**THE RECORDS**
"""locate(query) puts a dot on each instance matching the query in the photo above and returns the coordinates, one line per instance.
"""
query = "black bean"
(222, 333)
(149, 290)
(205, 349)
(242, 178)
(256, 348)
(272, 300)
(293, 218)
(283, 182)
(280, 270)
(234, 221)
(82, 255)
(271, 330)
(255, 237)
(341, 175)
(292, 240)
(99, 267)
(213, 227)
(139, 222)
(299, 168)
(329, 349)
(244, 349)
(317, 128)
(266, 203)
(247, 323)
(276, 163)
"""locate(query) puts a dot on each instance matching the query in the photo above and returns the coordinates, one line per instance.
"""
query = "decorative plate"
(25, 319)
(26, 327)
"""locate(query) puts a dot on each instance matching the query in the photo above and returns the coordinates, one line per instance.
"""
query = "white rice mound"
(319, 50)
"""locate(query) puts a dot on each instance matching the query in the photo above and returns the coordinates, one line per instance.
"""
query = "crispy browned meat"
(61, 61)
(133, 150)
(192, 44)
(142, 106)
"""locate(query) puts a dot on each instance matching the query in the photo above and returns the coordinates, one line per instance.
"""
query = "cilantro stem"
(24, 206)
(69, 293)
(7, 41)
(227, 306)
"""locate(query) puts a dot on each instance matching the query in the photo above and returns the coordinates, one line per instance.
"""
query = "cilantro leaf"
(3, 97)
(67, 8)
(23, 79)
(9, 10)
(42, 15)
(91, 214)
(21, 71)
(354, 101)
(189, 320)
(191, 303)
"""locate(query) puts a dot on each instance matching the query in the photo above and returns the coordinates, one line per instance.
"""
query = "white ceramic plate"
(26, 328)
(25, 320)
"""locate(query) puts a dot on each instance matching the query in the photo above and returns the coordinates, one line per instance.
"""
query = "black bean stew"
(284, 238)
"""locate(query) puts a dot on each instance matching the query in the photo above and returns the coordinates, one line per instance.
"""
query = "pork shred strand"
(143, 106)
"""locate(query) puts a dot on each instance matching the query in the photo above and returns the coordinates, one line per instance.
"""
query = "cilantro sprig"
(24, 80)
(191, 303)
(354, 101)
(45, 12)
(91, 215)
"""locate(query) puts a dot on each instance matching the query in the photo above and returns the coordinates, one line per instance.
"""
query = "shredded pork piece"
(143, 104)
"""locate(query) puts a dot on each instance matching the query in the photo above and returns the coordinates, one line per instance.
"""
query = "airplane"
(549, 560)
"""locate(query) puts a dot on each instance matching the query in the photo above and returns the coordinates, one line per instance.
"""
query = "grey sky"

**PROBLEM REQUIREMENTS**
Restate all the material above, keeping each word as it is.

**SOLUTION TO THIS EXERCISE**
"""locate(query) puts a dot on each instance matching the query in the photo above and returns the coordinates, one line per instance.
"""
query = "black bean"
(222, 333)
(149, 290)
(205, 349)
(242, 178)
(256, 348)
(272, 300)
(293, 218)
(283, 182)
(280, 270)
(234, 221)
(82, 255)
(271, 330)
(255, 237)
(341, 175)
(292, 240)
(99, 267)
(213, 227)
(139, 222)
(299, 168)
(329, 349)
(244, 349)
(317, 128)
(266, 203)
(247, 323)
(276, 163)
"""locate(query) puts a dot on each instance matching the query in the photo above and returns the coordinates, one line per instance.
"""
query = "decorative plate"
(25, 319)
(26, 327)
"""locate(query) puts a dot on each instance matching the query in the photo above and returns the coordinates, one line per instance.
"""
query = "white rice mound"
(319, 50)
"""locate(query) puts a dot on each instance matching the query in the photo above and returns the coordinates, one line per instance.
"""
query = "crispy browned meat"
(61, 61)
(133, 150)
(192, 44)
(142, 106)
"""locate(query) puts a dot on each instance matching the query in the photo above and returns the coordinates, one line per instance.
"""
query = "cilantro stem"
(24, 206)
(69, 293)
(7, 41)
(227, 306)
"""locate(query) puts a dot on each instance matching the query in the photo above and returns the coordinates, one line per instance.
"""
query = "cilantro leaf"
(3, 97)
(67, 8)
(23, 79)
(9, 10)
(42, 15)
(91, 214)
(21, 71)
(354, 101)
(189, 320)
(191, 303)
"""locate(query) puts a dot on each instance matching the query in the photo above and returns the coordinates, one line per instance.
"""
query = "white ceramic plate"
(26, 328)
(25, 320)
"""locate(query) puts a dot on each instance matching the query in the photo above and returns the coordinates, one line per instance.
"""
query = "black bean stew"
(284, 238)
"""locate(query) puts a dot on each instance matching the query in the photo above and returns the coordinates, one line per instance.
"""
query = "pork shred strand"
(143, 106)
"""locate(query) puts a dot on each instance matching the query in the photo above and returns the coordinates, one line per instance.
"""
query = "cilantro sprig"
(24, 80)
(191, 303)
(354, 101)
(45, 12)
(91, 215)
"""locate(query) puts a dot on each instance matching the query in the photo above and returns the coordinates, one line per instance.
"""
query = "shredded pork piece"
(143, 104)
"""locate(query) puts a dot on each instance matching the query in the photo above and returns the coordinates, one line per instance.
"""
query = "airplane"
(549, 560)
"""locate(query) puts a dot on each instance matching the query in the photo above and returns the coordinates, one line per instance.
"""
query = "grey sky"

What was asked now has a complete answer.